Over the past eight years, four new problems have arisen as major challenges for some Sacramento Valley growers as they work to establish and manage their Monterey almond trees. These four problems have not been studied in UCCE replicated and randomized field trials – instead we are relying on the establishment of patterns from individual grower experiences in the Sacramento Valley as well as anecdotes from Australian almond production. Over the past eight years with a growing list of Monterey maladies a single throughline has become well-ingrained: water.
Too little water:
Many growers accuse the Monterey variety of being a canary in the coal mine when it comes to water stress. One Glenn County grower who had a Ceres Imaging (remote sensing via airplane) flight over his orchard noted that the Monterey rows showed up bright red, indicating water stress. As we head towards harvest, keep in mind that extreme water stress has well known downsides – nut shrivel (reduced nut value), and the potential to reduce the flower buds for 2025 during bud differentiation (happens around the time of hull split). Water stress can be particularly challenging to avoid in the northern Sacramento Valley where many growers have full-coverage sprinkler irrigation that prevents them from watering their late harvesting Montereys while other varieties are dried down for shaking or nuts are on the orchard floor. Given these well-known downsides of extreme water stress, do what you can this harvest season to quickly get water back on stressed Montereys. However, when it comes to this growing list of Monterey maladies, I don’t yet have a consistent pattern from grower stories of previous water stress being linked to the various problems.
Too much water:
A history of excess water has been a consistent through-line in anecdotes about all four of the new Monterey maladies. Yellow curled leaf / yellowing Monterey has been found in our wettest springs (e.g. 2017) and trees have improved when excess soil moisture was corrected. Monterey leafing failure was previously induced by UC researchers in an over-irrigation experiment. In both California and Australia there is a weak link to seeing the problem following wet years (problem years in CA in 2018 and 2020 following wet 2017 and 2019 springs, respectively). Flowering failure has also been linked by UC researchers to excess water in the previous year, in particular because the problem appears low in the canopy where water status is wettest, and typically-smaller Monterey canopies can be over-irrigated season-long if you’re irrigating for the larger Nonpareil trees. The newest problem – sudden branch dieback of Monterey canopies from Botryosphaeria and Phomopsis cankers in several Glenn County orchards in spring 2024 is the least well understood malady. However, one observant grower noted that his Montereys on heavier ground with nuts that stayed green through hull split (presumably wetter trees) are now the trees with severe dieback compared to trees that experienced more typical hull split and harvest water stress. Too much water for too long is associated with a growing list of Monterey maladies.

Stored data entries

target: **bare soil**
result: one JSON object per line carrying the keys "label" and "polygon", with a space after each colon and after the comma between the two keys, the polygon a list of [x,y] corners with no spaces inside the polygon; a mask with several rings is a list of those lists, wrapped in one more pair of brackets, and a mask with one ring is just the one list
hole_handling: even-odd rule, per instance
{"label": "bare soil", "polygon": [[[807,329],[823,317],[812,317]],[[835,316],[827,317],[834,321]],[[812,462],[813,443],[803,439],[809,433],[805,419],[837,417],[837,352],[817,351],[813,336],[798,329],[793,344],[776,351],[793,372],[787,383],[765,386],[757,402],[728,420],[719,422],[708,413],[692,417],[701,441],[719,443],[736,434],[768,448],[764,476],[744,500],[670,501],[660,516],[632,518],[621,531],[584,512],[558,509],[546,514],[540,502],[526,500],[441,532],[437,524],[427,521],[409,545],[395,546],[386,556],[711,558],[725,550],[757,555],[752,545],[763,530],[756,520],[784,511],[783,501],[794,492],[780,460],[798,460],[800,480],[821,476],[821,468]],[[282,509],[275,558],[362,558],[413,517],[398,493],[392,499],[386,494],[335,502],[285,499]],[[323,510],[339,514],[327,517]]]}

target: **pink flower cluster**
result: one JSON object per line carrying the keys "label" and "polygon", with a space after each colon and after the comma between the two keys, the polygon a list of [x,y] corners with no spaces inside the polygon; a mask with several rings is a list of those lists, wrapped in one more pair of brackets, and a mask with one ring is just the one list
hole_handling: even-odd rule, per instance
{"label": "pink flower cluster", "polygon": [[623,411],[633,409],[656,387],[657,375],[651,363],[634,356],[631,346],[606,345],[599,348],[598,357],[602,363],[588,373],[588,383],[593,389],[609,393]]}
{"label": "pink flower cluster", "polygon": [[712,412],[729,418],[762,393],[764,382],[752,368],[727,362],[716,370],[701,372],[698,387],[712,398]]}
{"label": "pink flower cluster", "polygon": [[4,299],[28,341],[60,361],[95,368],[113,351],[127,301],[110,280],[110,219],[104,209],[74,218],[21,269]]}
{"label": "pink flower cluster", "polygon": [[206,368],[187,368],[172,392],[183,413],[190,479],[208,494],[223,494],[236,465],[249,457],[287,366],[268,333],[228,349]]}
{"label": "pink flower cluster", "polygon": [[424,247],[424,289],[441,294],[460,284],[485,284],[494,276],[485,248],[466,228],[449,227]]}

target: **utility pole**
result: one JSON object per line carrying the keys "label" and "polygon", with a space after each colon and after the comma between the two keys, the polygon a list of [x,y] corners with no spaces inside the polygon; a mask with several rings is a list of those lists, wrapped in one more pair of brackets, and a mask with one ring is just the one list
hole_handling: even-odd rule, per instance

---

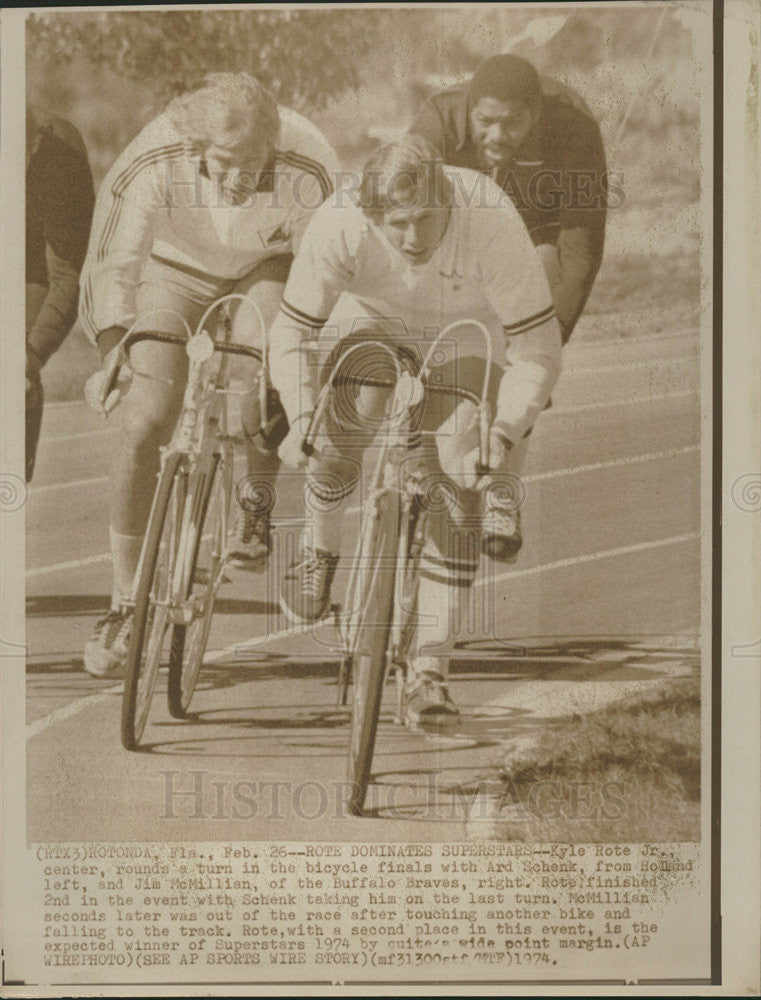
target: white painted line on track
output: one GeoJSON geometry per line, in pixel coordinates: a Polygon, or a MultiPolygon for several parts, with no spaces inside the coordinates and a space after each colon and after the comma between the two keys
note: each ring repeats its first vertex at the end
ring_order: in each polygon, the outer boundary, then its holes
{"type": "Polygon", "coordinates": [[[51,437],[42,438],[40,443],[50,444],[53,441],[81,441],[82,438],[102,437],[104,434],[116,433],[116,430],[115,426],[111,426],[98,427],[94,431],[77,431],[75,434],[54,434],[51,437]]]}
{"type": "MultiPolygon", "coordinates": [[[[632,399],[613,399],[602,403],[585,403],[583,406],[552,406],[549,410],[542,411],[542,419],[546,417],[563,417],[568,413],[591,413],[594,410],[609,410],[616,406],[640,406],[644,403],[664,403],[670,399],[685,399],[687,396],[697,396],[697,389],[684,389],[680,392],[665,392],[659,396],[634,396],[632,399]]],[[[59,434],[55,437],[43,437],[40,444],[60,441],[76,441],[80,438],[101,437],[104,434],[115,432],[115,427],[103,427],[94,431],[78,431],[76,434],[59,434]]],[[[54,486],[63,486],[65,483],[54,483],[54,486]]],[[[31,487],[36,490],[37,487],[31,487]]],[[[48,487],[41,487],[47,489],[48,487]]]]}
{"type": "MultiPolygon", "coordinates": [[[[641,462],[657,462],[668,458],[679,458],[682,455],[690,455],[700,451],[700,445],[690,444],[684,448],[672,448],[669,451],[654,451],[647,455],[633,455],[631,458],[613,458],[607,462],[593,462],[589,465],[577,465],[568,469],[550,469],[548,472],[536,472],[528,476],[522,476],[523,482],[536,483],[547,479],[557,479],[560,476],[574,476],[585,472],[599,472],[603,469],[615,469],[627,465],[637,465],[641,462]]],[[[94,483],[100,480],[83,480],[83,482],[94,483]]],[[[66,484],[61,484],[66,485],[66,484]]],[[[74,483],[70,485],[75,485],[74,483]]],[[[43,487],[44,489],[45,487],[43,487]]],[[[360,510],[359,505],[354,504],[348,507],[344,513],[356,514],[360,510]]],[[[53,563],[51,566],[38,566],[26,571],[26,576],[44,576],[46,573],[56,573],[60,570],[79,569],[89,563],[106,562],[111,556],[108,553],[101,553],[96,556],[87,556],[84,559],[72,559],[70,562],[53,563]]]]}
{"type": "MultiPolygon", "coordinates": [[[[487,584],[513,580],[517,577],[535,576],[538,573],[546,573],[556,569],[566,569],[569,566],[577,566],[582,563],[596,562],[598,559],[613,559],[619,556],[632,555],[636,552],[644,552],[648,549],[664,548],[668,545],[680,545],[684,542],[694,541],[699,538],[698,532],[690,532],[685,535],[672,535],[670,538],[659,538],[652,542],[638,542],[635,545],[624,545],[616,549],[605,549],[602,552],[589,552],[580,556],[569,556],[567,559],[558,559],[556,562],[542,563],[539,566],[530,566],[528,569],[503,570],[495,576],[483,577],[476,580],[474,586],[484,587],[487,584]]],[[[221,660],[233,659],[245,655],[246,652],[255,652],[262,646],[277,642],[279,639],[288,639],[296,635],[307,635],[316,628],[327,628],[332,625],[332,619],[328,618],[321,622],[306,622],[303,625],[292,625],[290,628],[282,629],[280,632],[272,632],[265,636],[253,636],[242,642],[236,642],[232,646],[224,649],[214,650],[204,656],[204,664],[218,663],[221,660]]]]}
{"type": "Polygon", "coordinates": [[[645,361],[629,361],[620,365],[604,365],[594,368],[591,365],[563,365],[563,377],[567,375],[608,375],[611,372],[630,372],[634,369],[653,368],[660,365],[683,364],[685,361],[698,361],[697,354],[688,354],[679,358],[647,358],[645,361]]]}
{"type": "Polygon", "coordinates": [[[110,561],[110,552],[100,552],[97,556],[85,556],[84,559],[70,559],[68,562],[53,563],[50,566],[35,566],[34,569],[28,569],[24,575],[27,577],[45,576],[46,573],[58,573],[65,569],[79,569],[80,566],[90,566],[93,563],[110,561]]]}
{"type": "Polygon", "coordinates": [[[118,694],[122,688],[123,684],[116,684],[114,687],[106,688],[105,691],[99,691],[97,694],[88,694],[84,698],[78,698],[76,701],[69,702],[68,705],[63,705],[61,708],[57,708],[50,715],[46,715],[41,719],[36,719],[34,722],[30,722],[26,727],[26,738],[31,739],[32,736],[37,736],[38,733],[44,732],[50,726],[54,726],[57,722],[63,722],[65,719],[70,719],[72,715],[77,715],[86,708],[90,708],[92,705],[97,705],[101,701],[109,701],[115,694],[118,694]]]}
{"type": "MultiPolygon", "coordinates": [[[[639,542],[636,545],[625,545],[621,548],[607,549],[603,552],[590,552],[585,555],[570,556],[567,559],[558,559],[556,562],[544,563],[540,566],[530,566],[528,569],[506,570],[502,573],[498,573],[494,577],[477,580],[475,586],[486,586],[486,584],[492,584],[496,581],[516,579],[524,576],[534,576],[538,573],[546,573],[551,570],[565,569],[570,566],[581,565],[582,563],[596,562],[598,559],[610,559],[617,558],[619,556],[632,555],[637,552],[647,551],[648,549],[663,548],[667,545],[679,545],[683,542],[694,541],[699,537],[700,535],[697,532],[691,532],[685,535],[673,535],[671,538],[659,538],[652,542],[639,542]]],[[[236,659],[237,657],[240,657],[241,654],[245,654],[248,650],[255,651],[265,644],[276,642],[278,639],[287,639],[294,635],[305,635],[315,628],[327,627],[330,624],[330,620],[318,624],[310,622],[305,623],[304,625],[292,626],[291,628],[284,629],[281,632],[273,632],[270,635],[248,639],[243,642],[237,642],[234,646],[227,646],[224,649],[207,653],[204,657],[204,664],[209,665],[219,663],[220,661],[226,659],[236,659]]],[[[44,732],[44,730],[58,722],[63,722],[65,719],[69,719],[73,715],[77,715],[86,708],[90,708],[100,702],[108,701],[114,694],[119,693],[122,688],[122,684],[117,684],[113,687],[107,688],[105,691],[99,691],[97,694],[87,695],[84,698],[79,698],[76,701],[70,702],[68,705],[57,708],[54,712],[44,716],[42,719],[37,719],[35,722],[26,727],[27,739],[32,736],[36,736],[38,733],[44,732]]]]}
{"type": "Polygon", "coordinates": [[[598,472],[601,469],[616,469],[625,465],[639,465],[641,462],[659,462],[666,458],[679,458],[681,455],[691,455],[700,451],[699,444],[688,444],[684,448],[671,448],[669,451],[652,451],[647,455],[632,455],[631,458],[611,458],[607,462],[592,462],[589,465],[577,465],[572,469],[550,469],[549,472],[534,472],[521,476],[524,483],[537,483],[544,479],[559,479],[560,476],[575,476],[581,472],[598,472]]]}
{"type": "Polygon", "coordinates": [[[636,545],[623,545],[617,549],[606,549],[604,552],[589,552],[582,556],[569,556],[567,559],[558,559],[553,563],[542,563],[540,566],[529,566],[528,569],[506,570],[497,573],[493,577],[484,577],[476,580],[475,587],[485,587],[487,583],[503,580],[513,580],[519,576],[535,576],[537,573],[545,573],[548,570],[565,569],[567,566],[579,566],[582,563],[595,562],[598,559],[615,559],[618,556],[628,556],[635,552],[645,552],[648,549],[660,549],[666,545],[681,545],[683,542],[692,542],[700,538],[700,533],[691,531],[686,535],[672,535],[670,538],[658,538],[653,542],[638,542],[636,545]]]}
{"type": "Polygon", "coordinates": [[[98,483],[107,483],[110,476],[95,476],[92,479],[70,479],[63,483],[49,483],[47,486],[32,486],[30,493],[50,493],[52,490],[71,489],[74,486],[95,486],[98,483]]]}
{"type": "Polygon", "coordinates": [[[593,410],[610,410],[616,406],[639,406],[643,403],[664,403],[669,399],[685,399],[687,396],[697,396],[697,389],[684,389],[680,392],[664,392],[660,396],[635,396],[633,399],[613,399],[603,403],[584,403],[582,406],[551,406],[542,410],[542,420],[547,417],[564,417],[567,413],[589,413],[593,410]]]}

- Exercise instructions
1. According to the text on Monterey almond problems, why is water stress hard to avoid for Montereys in the northern Sacramento Valley? Answer in one to three sentences.
2. Continue the text on Monterey almond problems from where it stops.

- Responses in order
1. Many growers there have full-coverage sprinkler irrigation. This keeps them from watering their late-harvesting Montereys while other varieties are dried down for shaking or their nuts are on the orchard floor.

2.
From too much to too little?
There is the potential for Montereys to be both too wet and too dry in the same season. Spring is the critical root growth period in almonds and too much water from rain or irrigation can kill the fine roots that are responsible for water uptake. Therefore, these trees go from too wet in spring to showing extreme stress late in the year during the hot harvest season, not necessarily because there isn’t soil moisture, but because they don’t have healthy roots to take up the water. Finding and maintaining the sweet spot in tree water status between too wet and too dry season-long is very difficult without a plant-based water status monitoring tool like the pressure chamber (pressure bomb), or an automated technology like FloraPulse that directly measures the water status of the tree. You can learn more about the pressure chamber at: sacvalleyorchards.com/manuals
Still learning:
We have lots more to learn – and the ideas for explaining the causes of these maladies are subject to change. We need additional details from grower and PCA experiences to continue our learning. If you have information you believe would be useful, please shoot me a text at: (530) 828-9666.
What Monterey maladies?
If you are surrounded by lush and productive Montereys and none of these problems are evident – be thankful. The northern Sacramento Valley where these problems are plaguing select orchards is a unique place – highest rainfall in the Central Valley, more full coverage sprinkler systems, and almost exclusive use of the Krymsk 86 rootstock. However, please take away that wherever you grow, too much water often leads to orchard maladies. Even in the depths of the two previous droughts, UCCE orchard advisors most often traced orchard maladies back to a history of too much water, not too little. Irrigation management is difficult, and grower stress about water stress is universal. However, it’s a skillset that yields great benefits to orchard health with continual improvement.